▶ _Task brief_:
Display every line of the material below that contains the string "green". Case counts.

▶ _Data provided_:
★ ★ ★ ★

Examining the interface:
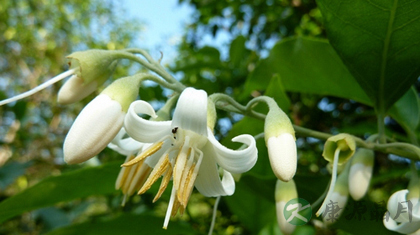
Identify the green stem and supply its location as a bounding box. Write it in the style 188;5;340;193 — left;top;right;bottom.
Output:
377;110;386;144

★ ★ ★ ★

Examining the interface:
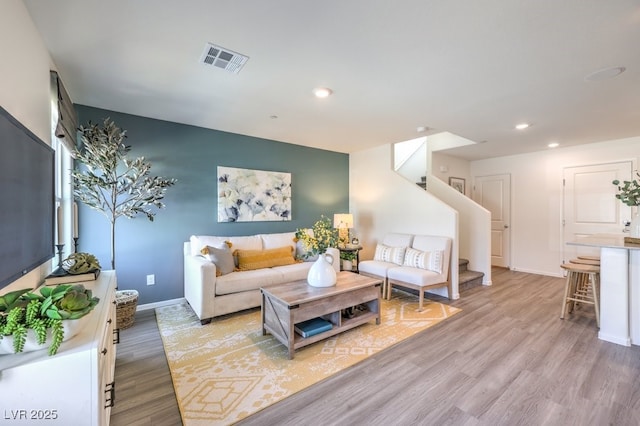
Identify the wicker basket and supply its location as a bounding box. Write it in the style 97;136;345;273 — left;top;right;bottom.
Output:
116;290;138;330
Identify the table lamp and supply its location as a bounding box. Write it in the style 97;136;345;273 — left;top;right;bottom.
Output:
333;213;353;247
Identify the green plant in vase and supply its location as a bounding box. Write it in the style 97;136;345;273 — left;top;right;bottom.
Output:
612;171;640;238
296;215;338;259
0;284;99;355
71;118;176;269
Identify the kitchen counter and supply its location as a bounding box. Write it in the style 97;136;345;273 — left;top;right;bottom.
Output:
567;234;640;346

★ ★ ★ ★

▶ _Output below_:
Identify the green stem and supply its location as a bounding box. Write it in the style 188;5;340;193 — left;top;right;bottom.
Identify the green plant in vase and supply its location as a bounding box. Write it in the style 97;136;345;273 — left;top;right;bottom.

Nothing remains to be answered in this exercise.